Point localization data
Content starts
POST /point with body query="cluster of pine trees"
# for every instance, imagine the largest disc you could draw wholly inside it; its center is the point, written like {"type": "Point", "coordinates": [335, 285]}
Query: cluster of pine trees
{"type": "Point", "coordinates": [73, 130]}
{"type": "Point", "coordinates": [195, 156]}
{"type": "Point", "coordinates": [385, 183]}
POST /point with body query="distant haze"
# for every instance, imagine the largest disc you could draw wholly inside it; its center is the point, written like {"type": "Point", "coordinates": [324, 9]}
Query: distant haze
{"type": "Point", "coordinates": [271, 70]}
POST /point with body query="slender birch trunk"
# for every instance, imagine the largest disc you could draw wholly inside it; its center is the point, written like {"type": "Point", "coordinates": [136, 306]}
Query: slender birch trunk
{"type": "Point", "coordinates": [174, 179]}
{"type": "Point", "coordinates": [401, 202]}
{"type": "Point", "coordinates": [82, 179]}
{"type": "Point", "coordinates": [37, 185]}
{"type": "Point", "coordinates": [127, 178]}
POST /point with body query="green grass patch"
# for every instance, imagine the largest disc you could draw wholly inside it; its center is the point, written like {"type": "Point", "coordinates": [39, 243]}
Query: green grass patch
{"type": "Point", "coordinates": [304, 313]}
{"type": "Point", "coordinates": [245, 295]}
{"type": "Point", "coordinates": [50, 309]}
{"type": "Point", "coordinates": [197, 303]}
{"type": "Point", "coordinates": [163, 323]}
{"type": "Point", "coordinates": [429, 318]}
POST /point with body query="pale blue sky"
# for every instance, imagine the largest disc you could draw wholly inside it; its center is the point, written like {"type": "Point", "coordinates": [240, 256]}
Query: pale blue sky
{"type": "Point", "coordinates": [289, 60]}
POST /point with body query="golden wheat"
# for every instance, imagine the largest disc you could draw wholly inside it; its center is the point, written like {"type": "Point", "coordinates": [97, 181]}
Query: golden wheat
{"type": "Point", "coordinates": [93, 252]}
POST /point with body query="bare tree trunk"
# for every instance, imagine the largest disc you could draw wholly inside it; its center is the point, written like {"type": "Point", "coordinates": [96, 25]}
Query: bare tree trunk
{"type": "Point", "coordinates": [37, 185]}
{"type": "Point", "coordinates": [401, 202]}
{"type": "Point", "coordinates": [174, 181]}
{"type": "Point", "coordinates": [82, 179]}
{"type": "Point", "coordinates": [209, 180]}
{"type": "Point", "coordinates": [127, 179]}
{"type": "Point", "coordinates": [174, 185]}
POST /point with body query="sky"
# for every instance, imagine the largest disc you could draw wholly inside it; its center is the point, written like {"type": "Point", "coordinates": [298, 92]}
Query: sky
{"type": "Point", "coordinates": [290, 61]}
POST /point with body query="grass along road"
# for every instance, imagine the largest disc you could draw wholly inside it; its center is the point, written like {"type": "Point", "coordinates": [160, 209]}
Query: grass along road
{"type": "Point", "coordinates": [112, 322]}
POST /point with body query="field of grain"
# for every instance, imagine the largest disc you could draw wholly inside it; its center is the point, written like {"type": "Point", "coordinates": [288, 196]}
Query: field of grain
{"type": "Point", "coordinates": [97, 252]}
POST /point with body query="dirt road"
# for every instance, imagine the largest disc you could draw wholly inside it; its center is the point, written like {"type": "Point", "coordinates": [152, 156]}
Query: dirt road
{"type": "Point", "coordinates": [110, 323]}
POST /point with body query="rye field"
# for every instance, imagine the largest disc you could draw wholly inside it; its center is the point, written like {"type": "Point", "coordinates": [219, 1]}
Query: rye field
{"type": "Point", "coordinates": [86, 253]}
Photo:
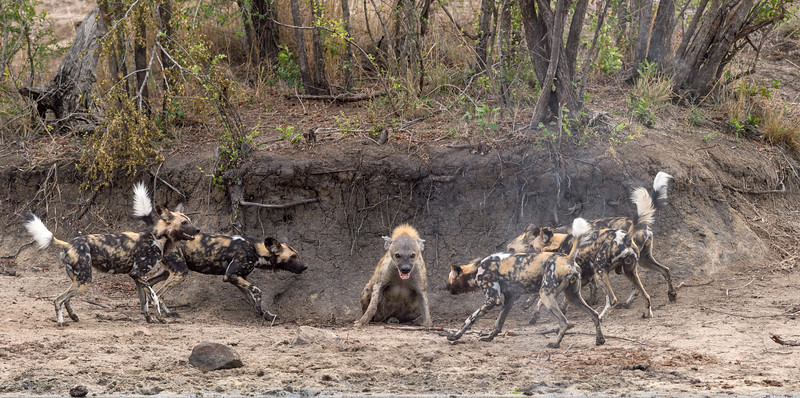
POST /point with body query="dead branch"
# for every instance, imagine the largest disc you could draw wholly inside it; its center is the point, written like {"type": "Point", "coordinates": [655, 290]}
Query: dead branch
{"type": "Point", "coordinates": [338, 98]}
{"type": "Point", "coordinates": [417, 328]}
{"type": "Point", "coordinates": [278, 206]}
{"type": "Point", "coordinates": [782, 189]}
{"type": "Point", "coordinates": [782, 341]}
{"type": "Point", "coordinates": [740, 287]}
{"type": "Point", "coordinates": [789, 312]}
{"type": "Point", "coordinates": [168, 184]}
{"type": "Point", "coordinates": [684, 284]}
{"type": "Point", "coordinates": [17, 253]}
Content ends
▸ **What you will do**
In your copy, repeat each record exactly and include no pictures.

▸ **Expected output**
POST /point with body query="cluster of pine trees"
# for every instance, imagine the largest disc you could draw wholly inside it; its center is the point, written like {"type": "Point", "coordinates": [335, 285]}
Query: cluster of pine trees
{"type": "Point", "coordinates": [73, 130]}
{"type": "Point", "coordinates": [195, 156]}
{"type": "Point", "coordinates": [385, 183]}
POST /point with body query="distant haze"
# for every instance, imagine the largest disc you could draw wholly inside it; its center is the point, written like {"type": "Point", "coordinates": [324, 9]}
Query: distant haze
{"type": "Point", "coordinates": [271, 70]}
POST /point with body query="slender birch trunk"
# for every instance, imagine the largest disc you could draw wholly inside it; its center is the point, written like {"type": "Point", "coordinates": [136, 306]}
Query: slender birch trunk
{"type": "Point", "coordinates": [174, 179]}
{"type": "Point", "coordinates": [401, 202]}
{"type": "Point", "coordinates": [82, 179]}
{"type": "Point", "coordinates": [37, 185]}
{"type": "Point", "coordinates": [127, 178]}
POST /point with body query="green grass patch"
# for every instance, imagine the largest disc you could draw wholly inside it; its center is the point, written like {"type": "Point", "coordinates": [39, 243]}
Query: green grass patch
{"type": "Point", "coordinates": [304, 313]}
{"type": "Point", "coordinates": [245, 295]}
{"type": "Point", "coordinates": [50, 309]}
{"type": "Point", "coordinates": [197, 303]}
{"type": "Point", "coordinates": [163, 323]}
{"type": "Point", "coordinates": [429, 318]}
POST /point with body query="pale blue sky"
# for every instance, imagine the largest disc you could draw wholly inside it; its center is the point, written like {"type": "Point", "coordinates": [240, 256]}
Query: pale blue sky
{"type": "Point", "coordinates": [289, 60]}
POST /point with body query="golden wheat"
# for every instance, imagine the largest disc you could draw wholly inside it; its center is the point, written like {"type": "Point", "coordinates": [97, 181]}
Query: golden wheat
{"type": "Point", "coordinates": [93, 252]}
POST /point with body query="bare tree trunk"
# for every instance, imagine the largest disc you could draw wholly inside it; its center is the point, written like {"type": "Point", "coordinates": [96, 25]}
Query: bare tree trunk
{"type": "Point", "coordinates": [37, 185]}
{"type": "Point", "coordinates": [401, 202]}
{"type": "Point", "coordinates": [174, 181]}
{"type": "Point", "coordinates": [82, 179]}
{"type": "Point", "coordinates": [209, 180]}
{"type": "Point", "coordinates": [127, 179]}
{"type": "Point", "coordinates": [174, 185]}
POST /point with body query="sky"
# for every instance, imagine the largest disc you could draw wholly inside it; its center is the point, written like {"type": "Point", "coordinates": [298, 92]}
Query: sky
{"type": "Point", "coordinates": [290, 61]}
POST /point with body query="grass along road"
# for every instance, imagine the largest disc you could draw wholly inside it; its center is the point, written like {"type": "Point", "coordinates": [160, 209]}
Query: grass along road
{"type": "Point", "coordinates": [112, 322]}
POST /point with body query="field of grain"
# for every instance, imagine the largest disc you could draw wholly inside it; its center is the point, written like {"type": "Point", "coordinates": [288, 196]}
Query: field of grain
{"type": "Point", "coordinates": [97, 252]}
POST /point with body query="dirt road"
# for every instance, imagine the largest disc you could draw wholly inside it; its center is the point, written like {"type": "Point", "coordinates": [152, 156]}
Query: dirt road
{"type": "Point", "coordinates": [110, 323]}
POST /point with body query="rye field"
# for every instance, imagine the largest disc you could draw wholly inside it; its center is the point, written like {"type": "Point", "coordinates": [219, 1]}
Query: rye field
{"type": "Point", "coordinates": [86, 253]}
Photo:
POST /point with body query="dead branch"
# for every instance, imagine the largest disc you could draw wholly inside it; its center is the point, written like {"type": "Point", "coordinates": [655, 290]}
Query: dead branch
{"type": "Point", "coordinates": [338, 98]}
{"type": "Point", "coordinates": [417, 328]}
{"type": "Point", "coordinates": [278, 206]}
{"type": "Point", "coordinates": [782, 189]}
{"type": "Point", "coordinates": [782, 341]}
{"type": "Point", "coordinates": [740, 287]}
{"type": "Point", "coordinates": [789, 312]}
{"type": "Point", "coordinates": [168, 184]}
{"type": "Point", "coordinates": [684, 284]}
{"type": "Point", "coordinates": [17, 253]}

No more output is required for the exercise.